As for why the sky is blue, Leonardo understood that particles in the air somehow interact with light waves. In 1871, the English Lord Rayleigh worked out the exact reasons and got all the credit for the discovery.

Scottish geologist Charles Lyell, in the mid-1800s, came to some of the same conclusions as Leonardo. Both of them theorized that Earth’s characteristics—such as mountains and valleys—are the result of processes that took place over enormously long periods of time.

Four hundred fifty years before the Wright brothers flew in 1903, Leonardo was designing flying machines in every form he could conceive of, with the certainty that one day human beings would take to the air.

And so on, and so on, in and out of the centuries. It is an amusing game, with the advantage of hindsight, to find Leonardo everywhere.

It is possible to exaggerate his discoveries, or to regard him as an isolated miracle man. But he wasn’t that isolated. Leonardo was able to draw from thinkers he admired. Sometimes all he did was point out the errors of his contemporaries. Sometimes he was wrong. And sometimes he leaped ahead in still mysterious ways as only geniuses are able to do. He was free to think what he pleased, with no university or school of thought stamped on his brain. But just the fact that he was delving into all these sciences is, for a man living in that long-ago world, stunning.

The big question is whether later scientists saw Leonardo’s work and thus were able, as Newton said, to “see further.” Because so much remained hidden away for so long, scientists after Leonardo carried on without his insights, unable to plant themselves atop his mighty shoulders and “see further.”

Still, it is possible that Galileo, for example, was familiar with some of Leonardo’s manuscripts. Also, we know that a later Dutch physicist had a brother who bought some Leonardo pages in London. In 1690, this physicist, named Christiaan Huygens, published his theory of the wavelike nature of light. Had he read about Leonardo’s earlier work on the same theory? No way to tell.

In any case, other scientists after Leonardo, who arrived at similar conclusions, received the credit.
######
▸ What you will do
(1) In the passage on Leonardo, what year did Christiaan Huygens publish his theory of the wavelike nature of light?
(2) Write out everything in the passage on Leonardo from "And so on, and" down to "long-ago world, stunning.".
None of the data that follows is needed here.

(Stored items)
######
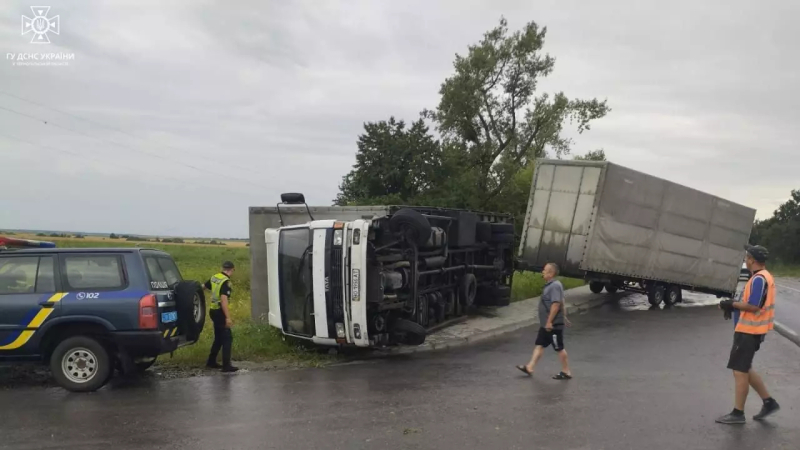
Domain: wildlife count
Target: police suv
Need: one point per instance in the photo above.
(89, 311)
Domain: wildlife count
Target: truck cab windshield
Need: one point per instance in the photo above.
(297, 295)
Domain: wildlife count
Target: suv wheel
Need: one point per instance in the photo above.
(81, 364)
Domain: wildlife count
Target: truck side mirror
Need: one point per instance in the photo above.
(292, 198)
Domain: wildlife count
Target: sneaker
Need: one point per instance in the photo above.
(731, 418)
(768, 408)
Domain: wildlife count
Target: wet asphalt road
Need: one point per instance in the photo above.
(652, 379)
(787, 304)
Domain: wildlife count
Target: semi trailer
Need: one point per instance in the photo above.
(618, 228)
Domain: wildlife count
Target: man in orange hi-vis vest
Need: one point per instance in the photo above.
(752, 315)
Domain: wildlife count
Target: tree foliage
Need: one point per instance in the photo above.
(393, 164)
(492, 124)
(780, 234)
(491, 111)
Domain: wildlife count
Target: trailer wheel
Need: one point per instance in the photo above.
(502, 228)
(412, 224)
(596, 286)
(656, 295)
(673, 295)
(469, 288)
(483, 231)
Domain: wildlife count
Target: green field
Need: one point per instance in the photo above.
(255, 341)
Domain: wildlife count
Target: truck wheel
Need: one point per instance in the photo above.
(596, 286)
(408, 333)
(656, 295)
(143, 365)
(673, 295)
(483, 231)
(502, 291)
(469, 289)
(414, 226)
(423, 311)
(191, 305)
(81, 364)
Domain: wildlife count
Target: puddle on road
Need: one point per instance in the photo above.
(638, 302)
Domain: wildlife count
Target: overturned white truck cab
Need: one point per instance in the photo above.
(385, 279)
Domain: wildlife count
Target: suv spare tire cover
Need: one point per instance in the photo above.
(185, 292)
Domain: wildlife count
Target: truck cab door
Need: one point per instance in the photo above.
(28, 297)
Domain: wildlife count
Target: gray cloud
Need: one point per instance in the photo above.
(267, 97)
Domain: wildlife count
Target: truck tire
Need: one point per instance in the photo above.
(423, 311)
(673, 295)
(412, 224)
(483, 231)
(142, 366)
(469, 289)
(191, 305)
(407, 332)
(81, 364)
(502, 291)
(502, 228)
(656, 294)
(596, 286)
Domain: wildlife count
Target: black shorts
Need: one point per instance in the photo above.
(555, 337)
(744, 349)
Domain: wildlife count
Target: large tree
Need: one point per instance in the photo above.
(493, 118)
(394, 164)
(781, 232)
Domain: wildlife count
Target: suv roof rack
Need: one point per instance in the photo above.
(7, 244)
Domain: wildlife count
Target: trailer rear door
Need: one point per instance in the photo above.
(560, 212)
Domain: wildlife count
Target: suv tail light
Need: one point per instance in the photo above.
(148, 318)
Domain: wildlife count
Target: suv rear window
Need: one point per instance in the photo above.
(163, 272)
(99, 272)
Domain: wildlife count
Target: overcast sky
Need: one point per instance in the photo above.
(264, 97)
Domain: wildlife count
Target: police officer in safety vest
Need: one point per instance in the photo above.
(753, 316)
(220, 287)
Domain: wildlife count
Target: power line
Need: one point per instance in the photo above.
(58, 150)
(124, 146)
(108, 127)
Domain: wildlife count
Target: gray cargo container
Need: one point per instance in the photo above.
(623, 229)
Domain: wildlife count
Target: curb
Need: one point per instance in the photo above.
(483, 336)
(786, 332)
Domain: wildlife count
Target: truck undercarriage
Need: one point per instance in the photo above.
######
▸ Task-by-task results
(1) 1690

(2)
And so on, and so on, in and out of the centuries. It is an amusing game, with the advantage of hindsight, to find Leonardo everywhere.

It is possible to exaggerate his discoveries, or to regard him as an isolated miracle man. But he wasn’t that isolated. Leonardo was able to draw from thinkers he admired. Sometimes all he did was point out the errors of his contemporaries. Sometimes he was wrong. And sometimes he leaped ahead in still mysterious ways as only geniuses are able to do. He was free to think what he pleased, with no university or school of thought stamped on his brain. But just the fact that he was delving into all these sciences is, for a man living in that long-ago world, stunning.